EXERCISE REQUIREMENTS: Return every line of the entries below verbatim, with no changes to spacing, punctuation, or line order.

RECORDS TO PROCESS:
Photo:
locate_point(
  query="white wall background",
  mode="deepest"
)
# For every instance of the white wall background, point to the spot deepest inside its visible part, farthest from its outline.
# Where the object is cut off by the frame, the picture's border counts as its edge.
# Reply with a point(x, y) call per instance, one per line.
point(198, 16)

SOLUTION FOR THIS EXERCISE:
Photo:
locate_point(
  query="white wall background",
  mode="deepest"
)
# For every instance of the white wall background, point to the spot deepest inside its visible part, farthest from its outline.
# Where the object is cut off by the frame, the picture's border counts as its edge.
# Reply with a point(x, y) call per instance, one per line.
point(198, 16)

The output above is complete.